» **INFORMATION GIVEN**:

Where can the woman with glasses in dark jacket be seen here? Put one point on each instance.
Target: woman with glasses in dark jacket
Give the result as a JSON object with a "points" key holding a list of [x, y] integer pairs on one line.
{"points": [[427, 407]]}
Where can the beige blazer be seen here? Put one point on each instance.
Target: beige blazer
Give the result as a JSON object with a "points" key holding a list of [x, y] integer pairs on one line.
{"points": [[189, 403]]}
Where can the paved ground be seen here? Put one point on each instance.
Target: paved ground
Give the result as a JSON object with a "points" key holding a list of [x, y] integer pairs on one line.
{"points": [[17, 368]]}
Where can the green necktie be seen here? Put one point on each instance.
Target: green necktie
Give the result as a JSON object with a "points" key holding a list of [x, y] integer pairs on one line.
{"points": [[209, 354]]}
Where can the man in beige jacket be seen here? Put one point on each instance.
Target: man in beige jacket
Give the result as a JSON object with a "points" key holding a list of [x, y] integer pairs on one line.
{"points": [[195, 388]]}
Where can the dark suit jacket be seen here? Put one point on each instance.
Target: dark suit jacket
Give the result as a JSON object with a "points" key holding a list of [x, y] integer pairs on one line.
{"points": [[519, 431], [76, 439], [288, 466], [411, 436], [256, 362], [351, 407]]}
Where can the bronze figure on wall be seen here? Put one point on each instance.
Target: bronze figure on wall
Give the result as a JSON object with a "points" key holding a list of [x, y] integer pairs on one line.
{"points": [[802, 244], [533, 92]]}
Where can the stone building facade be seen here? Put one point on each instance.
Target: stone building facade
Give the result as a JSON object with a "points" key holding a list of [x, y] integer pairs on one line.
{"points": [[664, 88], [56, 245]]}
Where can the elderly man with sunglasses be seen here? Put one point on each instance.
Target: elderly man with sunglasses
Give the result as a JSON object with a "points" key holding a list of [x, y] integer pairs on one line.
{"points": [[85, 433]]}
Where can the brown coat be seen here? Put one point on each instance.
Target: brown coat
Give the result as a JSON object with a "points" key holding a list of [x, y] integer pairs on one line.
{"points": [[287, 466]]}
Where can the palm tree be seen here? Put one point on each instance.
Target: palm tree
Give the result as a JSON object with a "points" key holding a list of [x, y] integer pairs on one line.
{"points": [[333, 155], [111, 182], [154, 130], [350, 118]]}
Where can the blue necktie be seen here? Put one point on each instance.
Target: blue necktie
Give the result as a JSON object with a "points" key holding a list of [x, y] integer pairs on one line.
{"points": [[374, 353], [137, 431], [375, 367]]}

» **BRIEF**: Set down the complete listing once more, exactly as it stands above.

» **ANSWER AREA**:
Where can the woman with glasses in dark jacket be seen here? Put one point on each instance.
Target: woman with glasses in dark jacket
Give the result as a JSON object with a "points" key holding a list of [x, y] integer pairs on one line.
{"points": [[427, 407]]}
Where can the beige blazer be seen here? Put one point on each instance.
Target: beige blazer
Give the result as a JSON object with a "points" key holding a list of [x, y] integer pairs on one line.
{"points": [[189, 403]]}
Where can the paved ground be seen here? Put one point on each instance.
Target: paved ground
Give the result as a JSON object with a "points" key holding a list of [x, y] integer pairs on one line.
{"points": [[17, 368]]}
Where can the green necktie be seen here? Put one point on each instance.
Target: green necktie
Give the result as a JSON object with a "points" key holding a list of [x, y] integer pairs on one line.
{"points": [[209, 354]]}
Where can the man in beige jacket be seen here? Put one point on each instance.
Target: man in beige jacket
Give the result as a JSON object with a "points" key holding a list of [x, y] integer pairs on one line.
{"points": [[195, 388]]}
Where can the dark suit jacket be seen here? Put one point on each instance.
Target: dark suit jacket
Give the result as a JSON object with a "points" key holding a list of [x, y] integer pairs on one line.
{"points": [[519, 431], [76, 439], [288, 466], [411, 436], [256, 362], [351, 407]]}
Where can the bronze figure on wall be seen here? Put one point on each instance.
Target: bronze figure on wall
Give the result as a JSON object with a "points" key holding a list of [x, y] integer pairs on one line.
{"points": [[802, 244], [533, 92]]}
Where can the stone building facade be seen here? Put one point on each instance.
Target: stone building facade
Give the result as a JSON object with a "points" key holding a list of [x, y] integer pairs on one line.
{"points": [[664, 88], [56, 245]]}
Where can the elderly man with sunglasses be seen here? Put one point on each instance.
Target: elderly man with sunglasses
Give the result as a JSON object with a "points" key holding a list of [x, y] integer pairs on one line.
{"points": [[85, 433]]}
Where can the brown coat be seen here? Put one point on each instance.
Target: brown coat
Give the result as a JSON object with a "points" key holding a list of [x, y] integer pairs on one line.
{"points": [[287, 466]]}
Where can the palm tree be seen here? Put one point on each instance.
Target: palm tree
Give the result as a JSON object with a "points" key holding a list of [x, y] integer pairs on one line.
{"points": [[333, 155], [111, 182], [154, 130], [350, 118]]}
Where can the blue necktie be seen here? Put one point on each instance.
Target: blue necktie
Give the result as a JSON object with a "points" key holding a list of [x, y] integer pairs on one line.
{"points": [[374, 353], [137, 431], [375, 367]]}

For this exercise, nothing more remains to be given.